-- Start MATERIAL PROVIDED --

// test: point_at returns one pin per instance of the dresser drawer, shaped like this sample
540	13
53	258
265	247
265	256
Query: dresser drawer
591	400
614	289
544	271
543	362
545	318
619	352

-- End MATERIAL PROVIDED --
-- Start MATERIAL PROVIDED --

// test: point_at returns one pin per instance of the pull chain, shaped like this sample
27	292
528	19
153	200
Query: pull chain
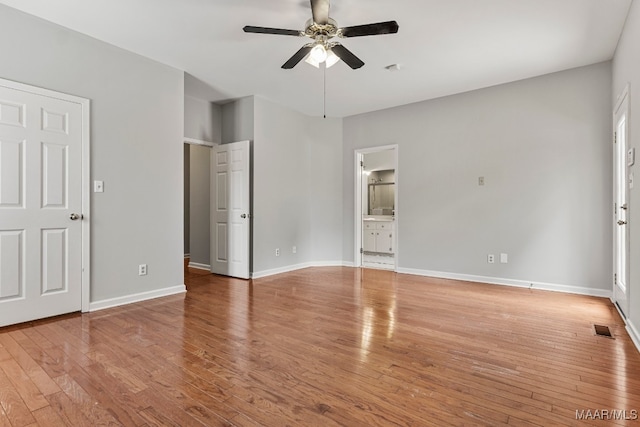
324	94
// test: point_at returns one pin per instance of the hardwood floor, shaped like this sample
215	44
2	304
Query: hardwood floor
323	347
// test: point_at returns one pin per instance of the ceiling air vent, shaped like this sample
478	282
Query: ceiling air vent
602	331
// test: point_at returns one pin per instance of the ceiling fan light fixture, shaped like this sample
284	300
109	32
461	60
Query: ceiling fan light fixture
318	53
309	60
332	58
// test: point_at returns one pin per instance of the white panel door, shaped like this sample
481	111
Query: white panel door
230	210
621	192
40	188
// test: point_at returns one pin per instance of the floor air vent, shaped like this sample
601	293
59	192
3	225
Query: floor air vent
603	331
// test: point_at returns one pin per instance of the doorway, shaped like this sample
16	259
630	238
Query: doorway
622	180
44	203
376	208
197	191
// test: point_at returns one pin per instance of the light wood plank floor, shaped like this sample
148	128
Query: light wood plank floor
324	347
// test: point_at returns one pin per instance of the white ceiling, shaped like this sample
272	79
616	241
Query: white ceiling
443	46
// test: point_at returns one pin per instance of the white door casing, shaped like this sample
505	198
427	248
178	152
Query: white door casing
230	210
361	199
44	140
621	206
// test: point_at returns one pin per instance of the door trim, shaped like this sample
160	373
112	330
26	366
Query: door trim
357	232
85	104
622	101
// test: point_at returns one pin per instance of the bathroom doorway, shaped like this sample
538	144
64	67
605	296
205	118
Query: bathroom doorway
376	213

-- End MATERIAL PROVIDED --

Gather every row above that contains the string "panel" and copy each one in full. Case counts.

// test: point_at returns one pin per instance of the white panel door, shaped like this sample
Query: white panel door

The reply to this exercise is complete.